For building an ensemble model I want to create a table with all results of a classification. Next I want to calculate per row the amount of different values and find the most frequent value.
Let's say the initial table looks like:
---- -------- -------- --------
| | col1 | col2 | col3 |
|---- -------- -------- --------|
| 0 | 1 | 2 | 3 | <- 3 different values, no most frequent one, take largest (3)
| 1 | 2 | 2 | 2 | <- 1 value, 2 is most frequent
| 2 | 3 | 2 | 2 | <- 2 values, 2 is most frequent
---- -------- -------- --------
If there is no most frequent one, like in this example in row 0
, it should take the largest one - in this example it would be 3
.
Final result should look like:
---- -------- -------- -------- -------------------- -----------------
| | col1 | col2 | col3 | different_values | most_frequent |
|---- -------- -------- -------- -------------------- -----------------|
| 0 | 1 | 2 | 3 | 3 | 3 |
| 1 | 2 | 2 | 2 | 1 | 2 |
| 2 | 3 | 2 | 2 | 2 | 2 |
---- -------- -------- -------- -------------------- -----------------
I know how to solve it column by column, but I'm struggling with row by row.
MWE
Data:
import pandas as pd
df = pd.DataFrame({
"col1":[1,2,3],
"col2":[2,2,2],
"col3":[3,2,2]
})
Result:
df["different_values"] = [3,1,2]
df["most_frequent"] = [3, 2, 2]
CodePudding user response:
Check nunqiue
and mode
df["most_frequent"] = df.mode(axis=1) # when there is only one most freq value return
#df.mode(axis=1).max(1) #if there is more than one same freq value
#df.mode(axis=1).min(1) # for get the smallest
df["different_values"] = df.nunique(axis=1)
df
Out[73]:
col1 col2 col3 different_values most_frequent
0 1 2 3 3 3
1 2 2 2 1 2
2 3 2 2 2 2

=== Data to examine ===

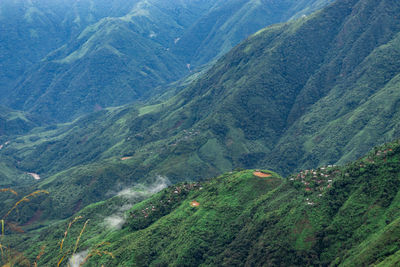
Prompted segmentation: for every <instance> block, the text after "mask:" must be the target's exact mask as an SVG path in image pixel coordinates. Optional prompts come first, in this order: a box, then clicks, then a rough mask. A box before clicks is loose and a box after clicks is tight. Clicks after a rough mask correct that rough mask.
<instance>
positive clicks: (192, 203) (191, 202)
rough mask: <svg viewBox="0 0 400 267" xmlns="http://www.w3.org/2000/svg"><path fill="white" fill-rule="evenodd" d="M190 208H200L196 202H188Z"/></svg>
mask: <svg viewBox="0 0 400 267" xmlns="http://www.w3.org/2000/svg"><path fill="white" fill-rule="evenodd" d="M190 206H192V207H198V206H200V203H199V202H197V201H192V202H190Z"/></svg>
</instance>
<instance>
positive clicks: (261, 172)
mask: <svg viewBox="0 0 400 267" xmlns="http://www.w3.org/2000/svg"><path fill="white" fill-rule="evenodd" d="M253 175H254V176H257V177H261V178H265V177H271V176H272V174H269V173H265V172H260V171H256V172H253Z"/></svg>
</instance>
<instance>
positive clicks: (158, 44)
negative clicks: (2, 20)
mask: <svg viewBox="0 0 400 267" xmlns="http://www.w3.org/2000/svg"><path fill="white" fill-rule="evenodd" d="M328 2H330V0H324V1H321V0H319V1H317V0H313V1H308V2H307V3H306V1H303V2H302V3H298V1H292V0H291V1H284V2H282V3H272V4H271V3H270V1H266V2H258V1H249V0H245V1H243V0H240V1H229V2H226V1H217V0H209V1H186V0H185V1H168V2H165V1H160V0H151V1H139V0H130V1H128V2H127V4H126V5H125V6H124V5H123V4H122V2H121V1H112V2H110V3H109V4H107V3H103V2H100V3H97V2H96V3H95V4H94V2H91V1H89V0H85V1H83V2H82V3H80V2H79V4H78V2H68V3H62V4H60V6H54V4H53V5H50V9H49V10H44V11H43V12H41V13H40V12H39V11H41V10H42V9H44V7H45V4H43V5H39V4H38V7H36V4H35V3H30V4H23V3H19V2H18V3H17V4H15V6H13V5H12V4H10V3H8V2H7V3H8V4H7V5H6V4H5V5H4V6H5V8H4V10H5V11H6V10H8V9H13V8H14V9H16V8H17V7H20V5H22V8H21V7H20V8H21V9H22V10H23V11H25V13H21V12H19V13H17V14H16V16H17V17H16V19H15V18H13V17H12V18H8V17H6V16H5V17H4V20H7V19H8V20H10V21H11V24H12V28H15V30H16V31H17V30H18V25H20V24H19V23H21V24H22V26H23V27H24V28H29V27H32V32H33V31H35V30H36V28H38V29H40V30H45V29H46V27H52V29H54V30H55V31H58V30H59V31H60V32H62V33H65V34H63V35H62V36H60V37H59V38H58V39H57V38H56V39H55V40H56V41H54V42H53V41H51V42H50V43H49V45H48V46H45V45H43V46H42V45H41V43H40V42H38V43H32V41H31V38H30V37H28V34H27V33H24V32H23V33H21V34H20V35H19V36H16V37H15V38H9V36H7V35H6V36H5V39H7V40H6V41H5V42H4V43H5V44H6V45H5V46H4V49H5V50H6V51H5V52H6V53H7V54H13V56H12V57H8V59H7V61H5V62H4V68H7V66H8V65H11V64H12V63H13V62H15V61H17V62H18V64H19V63H21V68H20V70H19V71H18V72H16V70H14V68H9V71H10V74H9V75H8V76H10V79H11V80H12V81H13V82H14V83H13V86H10V85H8V86H6V85H5V86H4V87H3V88H2V89H0V90H3V91H4V96H5V98H3V103H4V104H5V105H7V106H10V107H12V108H14V109H19V110H24V111H29V112H32V113H35V114H37V115H40V116H41V117H43V118H44V119H48V120H51V119H54V120H57V121H68V120H71V119H74V118H76V117H78V116H79V115H82V114H85V113H88V112H92V111H93V110H97V109H100V108H103V107H109V106H117V105H122V104H126V103H129V102H132V101H134V100H138V99H146V98H148V97H149V96H151V95H152V94H154V92H153V90H154V88H156V87H158V86H161V85H166V84H167V83H169V82H172V81H176V80H178V79H179V78H181V77H183V76H184V75H186V74H188V73H189V71H191V69H192V67H191V66H190V64H192V63H193V64H194V65H195V66H199V65H201V64H206V63H208V62H209V61H210V60H212V59H215V58H217V57H219V56H221V55H222V54H224V53H225V52H227V51H228V50H230V49H231V48H232V47H233V46H234V45H236V44H237V43H239V42H240V41H241V40H242V39H244V38H246V37H247V36H248V35H249V34H251V33H254V32H255V31H257V30H259V29H261V28H262V27H265V26H267V25H270V24H272V23H276V22H280V21H285V20H287V19H289V18H290V17H291V16H293V15H295V14H297V13H299V14H303V13H306V12H311V11H312V10H315V9H317V8H320V7H322V6H323V5H326V4H327V3H328ZM18 4H19V5H18ZM9 6H11V7H10V8H9ZM81 6H82V7H81ZM59 9H66V10H71V9H72V10H74V12H68V13H67V14H66V15H65V17H64V20H61V18H59V17H57V18H56V19H52V16H54V14H53V13H56V12H57V11H58V10H59ZM32 10H38V12H39V14H40V15H41V16H40V17H39V18H38V19H37V20H40V19H42V20H44V18H47V17H50V19H52V20H51V22H52V24H50V26H49V25H48V24H46V23H45V22H43V23H42V24H43V25H42V24H39V23H38V24H35V20H32V21H28V22H29V23H28V22H26V17H27V16H28V15H29V14H31V13H32V12H33V11H32ZM108 10H110V13H109V15H108V16H106V14H107V12H108ZM277 10H280V12H276V11H277ZM30 12H31V13H30ZM35 12H36V11H35ZM20 13H21V14H20ZM5 14H7V13H5ZM34 14H36V13H34ZM42 17H44V18H42ZM81 18H85V19H82V20H81ZM50 19H49V20H50ZM53 20H54V22H53ZM21 21H22V22H21ZM40 21H41V20H40ZM35 27H36V28H35ZM68 27H70V28H68ZM199 27H200V28H199ZM10 31H11V30H10ZM6 33H8V31H6ZM36 34H37V35H38V36H41V33H40V32H38V33H36ZM194 35H196V36H198V37H196V38H194ZM37 38H39V37H37ZM51 38H52V36H51V31H50V32H49V33H48V34H47V35H43V36H41V37H40V40H41V42H45V41H46V39H51ZM25 39H29V41H28V42H25V41H24V40H25ZM180 40H182V41H180ZM14 43H16V44H17V45H15V49H10V48H9V47H14ZM35 45H38V46H40V47H41V50H40V51H39V52H40V53H39V52H38V53H36V54H37V55H36V56H35V57H34V58H29V57H27V58H26V59H25V57H24V54H23V53H25V52H26V51H27V50H29V49H31V48H30V47H31V46H33V47H35ZM182 45H183V46H182ZM199 45H200V47H199ZM179 47H181V48H179ZM192 49H194V50H195V51H192ZM22 51H25V52H22ZM33 52H35V51H33ZM19 58H23V59H24V60H25V61H27V60H29V64H26V62H25V61H24V60H20V61H19ZM34 63H36V64H34ZM33 64H34V65H33ZM31 65H33V66H31ZM15 66H17V65H15ZM23 66H31V68H29V69H28V68H25V67H24V68H25V69H24V68H23ZM22 71H26V72H24V73H22ZM12 72H16V73H12ZM8 76H7V77H8ZM17 78H18V80H17ZM7 79H8V78H7ZM14 80H17V81H16V82H15V81H14ZM5 83H6V84H8V82H5ZM0 85H1V84H0Z"/></svg>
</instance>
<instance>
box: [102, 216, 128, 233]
mask: <svg viewBox="0 0 400 267" xmlns="http://www.w3.org/2000/svg"><path fill="white" fill-rule="evenodd" d="M104 223H105V224H106V225H107V226H108V228H112V229H115V230H119V229H121V227H122V225H123V224H124V223H125V219H124V218H123V217H122V216H118V215H117V214H114V215H111V216H108V217H106V218H105V219H104Z"/></svg>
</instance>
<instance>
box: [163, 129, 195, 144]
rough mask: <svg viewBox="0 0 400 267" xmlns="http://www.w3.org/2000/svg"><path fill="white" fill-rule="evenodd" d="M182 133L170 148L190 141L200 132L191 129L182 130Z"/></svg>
mask: <svg viewBox="0 0 400 267" xmlns="http://www.w3.org/2000/svg"><path fill="white" fill-rule="evenodd" d="M182 133H183V134H182V136H181V137H179V138H178V139H176V140H175V141H174V142H173V143H172V144H170V145H171V146H176V145H178V144H179V143H180V142H182V141H189V140H192V138H193V137H195V136H196V135H198V134H200V131H199V130H197V129H196V128H192V129H189V130H183V131H182Z"/></svg>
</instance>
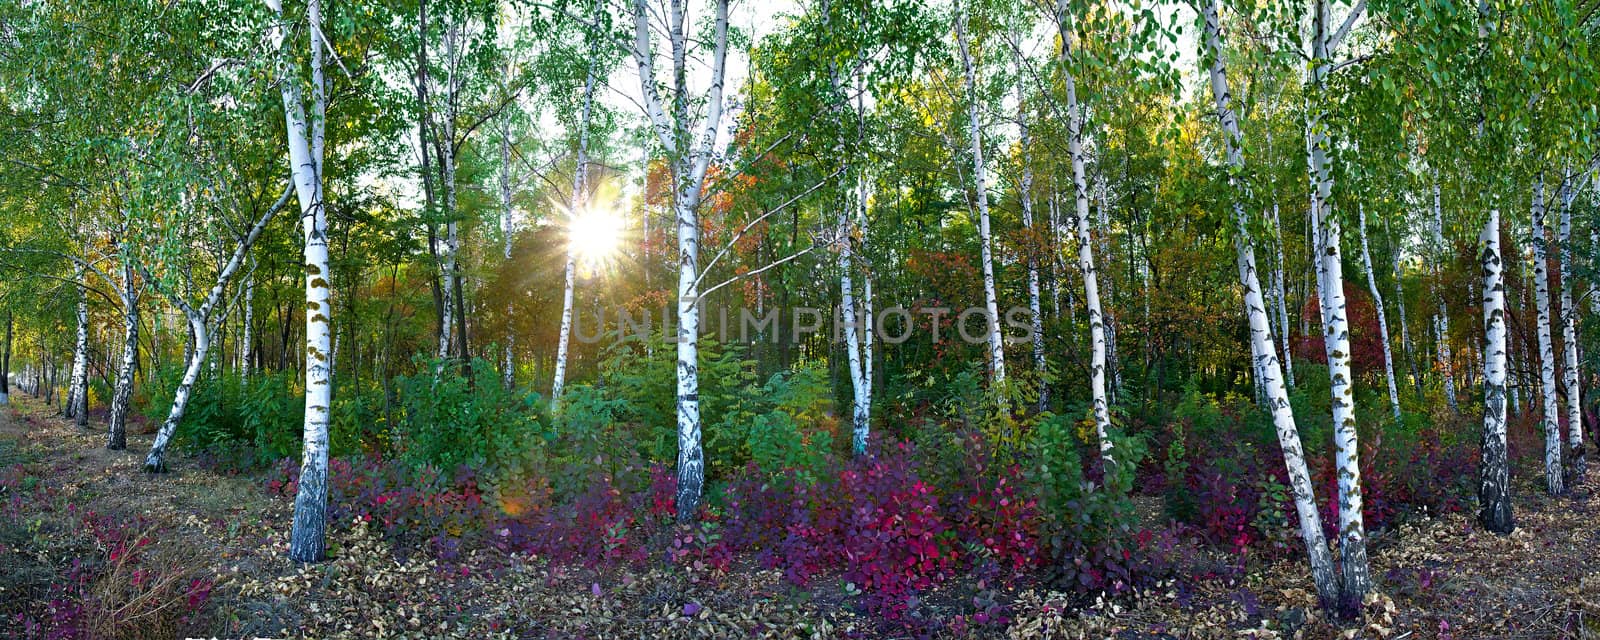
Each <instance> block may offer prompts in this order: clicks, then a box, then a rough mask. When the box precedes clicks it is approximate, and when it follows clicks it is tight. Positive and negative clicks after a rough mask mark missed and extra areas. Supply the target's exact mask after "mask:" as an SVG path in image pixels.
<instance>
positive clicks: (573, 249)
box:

=== What you are asked to do ===
Quote the pandas thread word for word, beginning at "For building an" and stopping after "take largest (3)". The listing stands apart from the pandas thread.

=== Task answer ===
For building an ensemble model I want to create a table with all results of a classification. Next I want to calculate per row the amount of different values and find the most frequent value.
Let's say the initial table looks like:
---- -------- -------- --------
| | col1 | col2 | col3 |
|---- -------- -------- --------|
| 0 | 1 | 2 | 3 | <- 3 different values, no most frequent one, take largest (3)